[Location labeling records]
* START *

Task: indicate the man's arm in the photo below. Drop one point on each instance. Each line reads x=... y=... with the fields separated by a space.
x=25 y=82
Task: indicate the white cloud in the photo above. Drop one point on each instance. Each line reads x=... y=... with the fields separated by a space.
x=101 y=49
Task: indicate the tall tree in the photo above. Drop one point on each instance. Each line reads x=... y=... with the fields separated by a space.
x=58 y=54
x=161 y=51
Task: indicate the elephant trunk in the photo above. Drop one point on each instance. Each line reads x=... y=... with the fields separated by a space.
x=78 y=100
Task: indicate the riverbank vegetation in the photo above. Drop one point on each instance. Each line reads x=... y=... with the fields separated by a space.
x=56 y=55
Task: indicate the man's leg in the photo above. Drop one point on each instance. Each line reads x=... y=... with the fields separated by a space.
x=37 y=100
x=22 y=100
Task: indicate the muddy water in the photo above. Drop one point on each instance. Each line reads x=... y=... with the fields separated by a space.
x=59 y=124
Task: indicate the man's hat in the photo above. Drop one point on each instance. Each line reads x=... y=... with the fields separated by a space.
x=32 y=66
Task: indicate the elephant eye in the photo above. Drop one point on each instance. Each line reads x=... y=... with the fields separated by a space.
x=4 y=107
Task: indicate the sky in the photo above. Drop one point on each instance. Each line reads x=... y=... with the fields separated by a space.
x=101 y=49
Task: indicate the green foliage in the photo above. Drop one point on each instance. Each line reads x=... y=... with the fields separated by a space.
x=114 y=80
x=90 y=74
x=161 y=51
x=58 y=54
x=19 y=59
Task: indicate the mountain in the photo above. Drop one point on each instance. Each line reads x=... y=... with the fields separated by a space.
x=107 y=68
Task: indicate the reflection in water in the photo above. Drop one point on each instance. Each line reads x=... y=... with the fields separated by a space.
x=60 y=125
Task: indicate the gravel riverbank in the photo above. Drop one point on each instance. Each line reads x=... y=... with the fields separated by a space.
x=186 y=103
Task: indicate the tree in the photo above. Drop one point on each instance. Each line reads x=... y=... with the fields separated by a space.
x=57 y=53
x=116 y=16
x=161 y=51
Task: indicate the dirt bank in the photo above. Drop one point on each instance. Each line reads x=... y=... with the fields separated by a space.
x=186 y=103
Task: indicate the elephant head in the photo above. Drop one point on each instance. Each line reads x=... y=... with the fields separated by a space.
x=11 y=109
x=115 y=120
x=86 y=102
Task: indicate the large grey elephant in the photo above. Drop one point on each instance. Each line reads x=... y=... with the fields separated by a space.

* END *

■ **PROMPT**
Write out exactly the final stretch of the records: the line containing "Task: indicate the green" and every line after it, through the last, and nothing else.

■ **CORRECT ANSWER**
Task: indicate the green foliage in the photo above. Drop one point on each instance. Each line reads x=... y=... with the fields separated by a space.
x=114 y=80
x=90 y=74
x=161 y=51
x=58 y=54
x=19 y=59
Task: indicate the mountain in the photo above. Drop one point on each instance. Each line reads x=... y=... with the fields separated by a space.
x=107 y=68
Task: indicate the reflection in water in the photo above. Drop one point on each instance. Each line reads x=... y=... with the fields separated by a space.
x=60 y=125
Task: indicate the gravel riverbank in the photo above. Drop one point on each instance. Each line reads x=... y=... with the fields separated by a space.
x=186 y=103
Task: indicate the tree in the photo above. Drop one point on each instance. Each line reads x=... y=... with the fields separated by a space.
x=57 y=53
x=116 y=16
x=161 y=51
Task: indicate the dirt bank in the photo above. Drop one point on each instance. Each line reads x=... y=... with the fields separated by a space.
x=186 y=103
Task: indicate the elephant head in the photo above. Drop one point on each instance. Each line reads x=... y=... with the fields separated by a space.
x=11 y=109
x=115 y=120
x=86 y=102
Task: indicate the large grey elephant in the photo above. Drop one point on each instance. Each line reads x=... y=... with the fields separated by a space.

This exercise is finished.